Salin ulang semua baris dalam entri di bawah ini tanpa mengubah satu karakter pun. Gambar tidak perlu dimasukkan ke dalam jawaban.

Bahan yang Disediakan>
####

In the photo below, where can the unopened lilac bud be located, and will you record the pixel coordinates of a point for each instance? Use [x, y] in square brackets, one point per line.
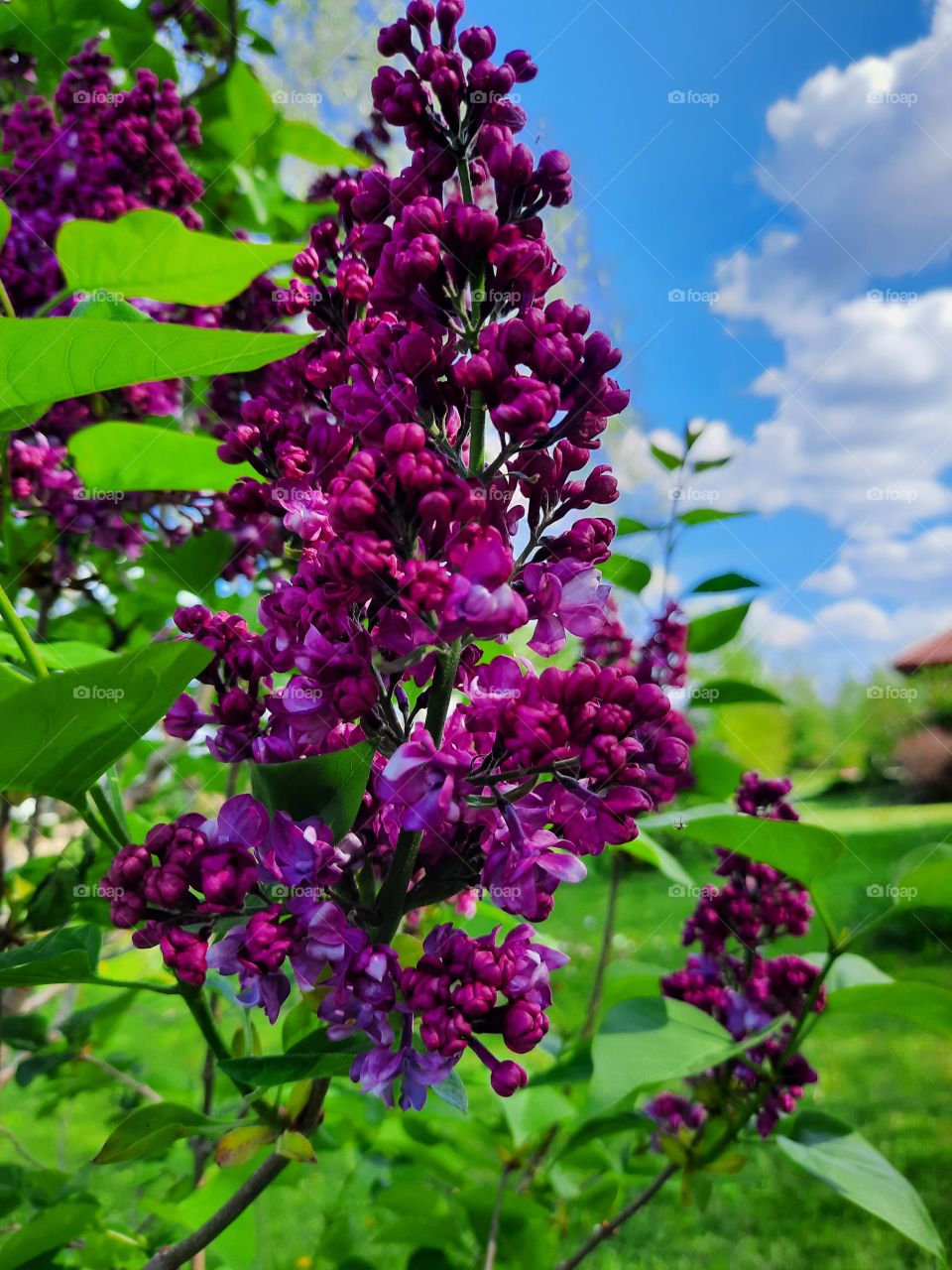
[477, 44]
[508, 1078]
[522, 64]
[670, 754]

####

Jawaban>
In the photo below, where can the unopened lilac bud be located, and will you record the pixel coordinates of a point for each instance? Use [x, y] in square brackets, one point per line.
[477, 44]
[508, 1078]
[522, 64]
[670, 754]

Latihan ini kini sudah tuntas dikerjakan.